** start of DATA PROVIDED **
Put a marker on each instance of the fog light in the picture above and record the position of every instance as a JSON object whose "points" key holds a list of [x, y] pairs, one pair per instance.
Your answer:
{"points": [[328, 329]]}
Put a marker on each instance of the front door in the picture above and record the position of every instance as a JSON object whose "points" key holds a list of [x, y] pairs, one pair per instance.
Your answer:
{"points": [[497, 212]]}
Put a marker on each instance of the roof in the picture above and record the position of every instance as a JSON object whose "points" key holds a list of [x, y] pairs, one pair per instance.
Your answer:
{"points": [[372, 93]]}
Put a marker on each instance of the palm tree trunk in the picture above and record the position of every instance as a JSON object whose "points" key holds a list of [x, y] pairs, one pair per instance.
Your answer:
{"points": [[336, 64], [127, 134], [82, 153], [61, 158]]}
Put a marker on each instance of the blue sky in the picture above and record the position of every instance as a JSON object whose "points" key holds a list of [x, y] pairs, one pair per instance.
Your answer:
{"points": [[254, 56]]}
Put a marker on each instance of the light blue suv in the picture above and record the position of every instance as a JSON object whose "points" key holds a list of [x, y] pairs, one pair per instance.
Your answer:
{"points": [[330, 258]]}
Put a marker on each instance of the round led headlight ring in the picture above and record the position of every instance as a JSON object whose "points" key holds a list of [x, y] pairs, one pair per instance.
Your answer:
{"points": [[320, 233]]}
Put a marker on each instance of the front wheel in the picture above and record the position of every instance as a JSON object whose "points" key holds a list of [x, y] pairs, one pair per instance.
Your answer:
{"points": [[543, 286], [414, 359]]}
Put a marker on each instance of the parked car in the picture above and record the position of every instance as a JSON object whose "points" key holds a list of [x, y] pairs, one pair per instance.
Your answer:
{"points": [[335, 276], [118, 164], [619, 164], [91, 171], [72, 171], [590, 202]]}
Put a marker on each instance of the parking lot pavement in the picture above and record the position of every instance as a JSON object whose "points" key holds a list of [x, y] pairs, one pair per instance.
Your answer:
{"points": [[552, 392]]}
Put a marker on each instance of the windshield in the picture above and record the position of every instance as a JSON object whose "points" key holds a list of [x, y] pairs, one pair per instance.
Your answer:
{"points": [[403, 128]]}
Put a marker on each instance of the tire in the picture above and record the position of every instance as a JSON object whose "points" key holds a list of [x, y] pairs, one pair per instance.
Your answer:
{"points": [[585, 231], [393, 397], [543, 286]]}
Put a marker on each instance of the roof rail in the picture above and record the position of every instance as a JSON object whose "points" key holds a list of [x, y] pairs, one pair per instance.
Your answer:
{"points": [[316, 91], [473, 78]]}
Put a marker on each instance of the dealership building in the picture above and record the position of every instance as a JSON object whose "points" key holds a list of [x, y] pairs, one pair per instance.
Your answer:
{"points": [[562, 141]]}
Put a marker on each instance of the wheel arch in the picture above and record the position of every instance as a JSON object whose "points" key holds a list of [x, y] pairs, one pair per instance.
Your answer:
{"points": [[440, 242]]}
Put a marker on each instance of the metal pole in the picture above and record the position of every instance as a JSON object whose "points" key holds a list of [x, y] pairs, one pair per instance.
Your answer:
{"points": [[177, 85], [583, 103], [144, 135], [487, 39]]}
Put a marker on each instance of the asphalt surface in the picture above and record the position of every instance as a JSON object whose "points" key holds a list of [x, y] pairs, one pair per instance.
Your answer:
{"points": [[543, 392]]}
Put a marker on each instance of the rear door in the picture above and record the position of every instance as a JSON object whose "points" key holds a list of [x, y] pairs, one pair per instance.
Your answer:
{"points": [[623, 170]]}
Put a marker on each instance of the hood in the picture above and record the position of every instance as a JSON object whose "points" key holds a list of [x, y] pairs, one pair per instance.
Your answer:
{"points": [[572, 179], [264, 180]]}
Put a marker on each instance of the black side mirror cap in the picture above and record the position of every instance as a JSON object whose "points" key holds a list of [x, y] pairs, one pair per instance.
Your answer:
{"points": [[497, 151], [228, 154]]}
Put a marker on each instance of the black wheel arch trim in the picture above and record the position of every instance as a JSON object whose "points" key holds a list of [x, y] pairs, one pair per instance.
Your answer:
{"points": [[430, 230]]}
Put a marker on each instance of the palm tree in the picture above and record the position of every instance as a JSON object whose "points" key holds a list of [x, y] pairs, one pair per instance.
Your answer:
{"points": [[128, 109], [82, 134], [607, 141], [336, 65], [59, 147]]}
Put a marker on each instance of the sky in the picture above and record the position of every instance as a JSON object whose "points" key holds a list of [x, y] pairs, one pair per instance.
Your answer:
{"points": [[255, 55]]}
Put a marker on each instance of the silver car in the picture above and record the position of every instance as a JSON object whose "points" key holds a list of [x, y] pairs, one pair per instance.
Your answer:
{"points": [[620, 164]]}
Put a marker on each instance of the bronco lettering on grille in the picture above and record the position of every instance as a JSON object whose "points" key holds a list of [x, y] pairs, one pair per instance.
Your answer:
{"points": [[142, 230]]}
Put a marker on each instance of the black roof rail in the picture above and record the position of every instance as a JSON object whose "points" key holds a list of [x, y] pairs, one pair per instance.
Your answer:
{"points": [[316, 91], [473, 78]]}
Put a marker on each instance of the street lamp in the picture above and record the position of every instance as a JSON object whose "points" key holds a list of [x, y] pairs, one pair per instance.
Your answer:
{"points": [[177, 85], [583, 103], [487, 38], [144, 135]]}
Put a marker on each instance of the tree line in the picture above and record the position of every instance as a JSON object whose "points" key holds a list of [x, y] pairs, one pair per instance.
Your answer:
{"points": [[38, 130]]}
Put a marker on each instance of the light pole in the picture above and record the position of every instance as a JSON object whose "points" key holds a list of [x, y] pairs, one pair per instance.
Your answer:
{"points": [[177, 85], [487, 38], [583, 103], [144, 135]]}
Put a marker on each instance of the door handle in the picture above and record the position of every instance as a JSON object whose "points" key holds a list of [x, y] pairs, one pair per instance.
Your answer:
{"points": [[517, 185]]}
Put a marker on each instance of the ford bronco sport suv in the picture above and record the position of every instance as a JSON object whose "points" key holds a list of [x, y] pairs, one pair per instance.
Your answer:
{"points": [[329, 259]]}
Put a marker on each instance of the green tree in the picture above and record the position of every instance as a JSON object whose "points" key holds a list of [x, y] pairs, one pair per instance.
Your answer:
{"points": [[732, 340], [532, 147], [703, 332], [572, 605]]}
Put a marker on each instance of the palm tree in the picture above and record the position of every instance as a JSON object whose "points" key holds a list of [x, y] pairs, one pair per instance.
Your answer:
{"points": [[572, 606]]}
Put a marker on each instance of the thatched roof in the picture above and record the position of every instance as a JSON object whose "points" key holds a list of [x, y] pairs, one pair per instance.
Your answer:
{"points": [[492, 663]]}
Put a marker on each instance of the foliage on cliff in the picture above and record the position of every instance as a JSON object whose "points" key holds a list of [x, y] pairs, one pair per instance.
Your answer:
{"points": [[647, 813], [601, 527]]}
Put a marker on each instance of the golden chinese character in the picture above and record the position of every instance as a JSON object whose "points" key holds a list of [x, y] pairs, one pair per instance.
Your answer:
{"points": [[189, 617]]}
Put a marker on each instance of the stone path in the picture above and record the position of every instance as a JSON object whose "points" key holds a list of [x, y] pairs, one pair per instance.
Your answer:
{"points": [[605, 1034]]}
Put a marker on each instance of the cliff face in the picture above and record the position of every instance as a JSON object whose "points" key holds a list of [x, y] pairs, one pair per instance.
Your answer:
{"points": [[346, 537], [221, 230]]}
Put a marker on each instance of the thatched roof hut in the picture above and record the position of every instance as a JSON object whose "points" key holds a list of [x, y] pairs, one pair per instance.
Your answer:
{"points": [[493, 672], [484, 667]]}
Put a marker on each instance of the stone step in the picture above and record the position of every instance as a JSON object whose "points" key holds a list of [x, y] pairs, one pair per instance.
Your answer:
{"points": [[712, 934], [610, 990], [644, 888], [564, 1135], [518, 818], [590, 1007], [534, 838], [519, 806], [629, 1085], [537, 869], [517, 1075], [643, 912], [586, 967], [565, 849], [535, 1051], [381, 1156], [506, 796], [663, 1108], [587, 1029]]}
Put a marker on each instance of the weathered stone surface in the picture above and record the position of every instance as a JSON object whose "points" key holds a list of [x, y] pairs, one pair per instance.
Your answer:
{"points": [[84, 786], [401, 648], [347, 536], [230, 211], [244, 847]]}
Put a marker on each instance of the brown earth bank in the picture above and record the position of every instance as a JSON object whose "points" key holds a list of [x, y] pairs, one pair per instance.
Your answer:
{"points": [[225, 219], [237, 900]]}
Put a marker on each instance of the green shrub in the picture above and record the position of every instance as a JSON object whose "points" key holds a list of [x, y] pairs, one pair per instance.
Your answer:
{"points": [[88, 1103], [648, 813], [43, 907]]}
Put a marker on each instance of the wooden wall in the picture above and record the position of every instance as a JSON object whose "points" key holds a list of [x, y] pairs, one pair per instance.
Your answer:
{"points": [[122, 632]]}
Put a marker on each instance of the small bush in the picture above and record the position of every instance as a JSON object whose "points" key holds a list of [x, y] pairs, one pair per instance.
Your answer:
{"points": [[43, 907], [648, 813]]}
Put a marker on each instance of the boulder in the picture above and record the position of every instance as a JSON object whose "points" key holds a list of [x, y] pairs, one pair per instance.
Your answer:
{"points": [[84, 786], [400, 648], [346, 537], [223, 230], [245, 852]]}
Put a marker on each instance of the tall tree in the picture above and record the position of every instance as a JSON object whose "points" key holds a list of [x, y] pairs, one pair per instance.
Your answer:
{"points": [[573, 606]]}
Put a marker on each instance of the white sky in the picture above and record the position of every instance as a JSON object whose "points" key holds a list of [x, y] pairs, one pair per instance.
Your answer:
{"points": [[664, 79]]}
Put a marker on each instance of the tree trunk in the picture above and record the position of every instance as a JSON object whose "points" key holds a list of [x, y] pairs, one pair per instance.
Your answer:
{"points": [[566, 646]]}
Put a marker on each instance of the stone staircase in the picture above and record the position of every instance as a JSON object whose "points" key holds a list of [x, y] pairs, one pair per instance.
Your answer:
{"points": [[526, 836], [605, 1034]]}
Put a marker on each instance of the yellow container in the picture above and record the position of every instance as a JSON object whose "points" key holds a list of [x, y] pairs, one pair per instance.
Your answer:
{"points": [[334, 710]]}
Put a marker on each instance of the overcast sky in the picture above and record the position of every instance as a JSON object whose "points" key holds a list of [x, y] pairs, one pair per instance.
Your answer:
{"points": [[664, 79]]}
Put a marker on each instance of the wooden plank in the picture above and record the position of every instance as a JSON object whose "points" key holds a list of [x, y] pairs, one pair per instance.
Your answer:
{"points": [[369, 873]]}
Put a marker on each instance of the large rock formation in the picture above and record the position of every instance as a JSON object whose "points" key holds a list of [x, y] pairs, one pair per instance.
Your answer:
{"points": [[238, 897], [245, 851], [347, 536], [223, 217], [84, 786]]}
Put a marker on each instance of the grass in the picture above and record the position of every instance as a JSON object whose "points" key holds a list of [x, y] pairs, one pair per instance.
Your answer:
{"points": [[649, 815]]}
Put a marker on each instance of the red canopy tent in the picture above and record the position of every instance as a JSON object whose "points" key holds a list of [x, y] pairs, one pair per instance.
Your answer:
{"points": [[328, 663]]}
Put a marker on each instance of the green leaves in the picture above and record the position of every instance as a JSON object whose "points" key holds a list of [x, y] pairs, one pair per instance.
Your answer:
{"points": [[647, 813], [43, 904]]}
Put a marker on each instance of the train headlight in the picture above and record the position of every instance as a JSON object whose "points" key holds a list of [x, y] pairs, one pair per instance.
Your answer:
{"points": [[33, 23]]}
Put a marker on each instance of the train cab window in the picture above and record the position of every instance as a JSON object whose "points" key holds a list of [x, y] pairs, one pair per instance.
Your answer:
** end of DATA PROVIDED **
JOB: Find "Put a marker on each instance of the grass" in the data above, then repeat that line and all lines after it exactly, ending with the final line.

CORRECT RESULT:
Put a marker on each instance of the grass in the picture above and record the position of every instance as a JSON object whose "points" key holds a list of [x, y] pairs, one pair per instance.
Your answer:
{"points": [[649, 815]]}
Put a marker on each instance of the red canopy tent in the picture above and record the position of every instance as a JSON object whose "points" key holds a list of [x, y] pairs, one pair per instance.
Your answer:
{"points": [[328, 663]]}
Put a marker on each instance of the green leaves in the picture above and record the position of every instance as a JSON object whose "points" key holds a list of [x, y] pairs, one pair per instance.
Your answer:
{"points": [[647, 813], [43, 904]]}
Put a marker on each instance of the train headlight in the picture above and record the position of every instance as a JSON object whose "points" key holds a list of [x, y] pairs, one pair per instance.
Your answer:
{"points": [[33, 23]]}
Put a marker on each instance of the train cab window in the picture above and record the position of every instance as a JSON object whose "points" key holds a list of [x, y] pairs, one pair per instance.
Your answer:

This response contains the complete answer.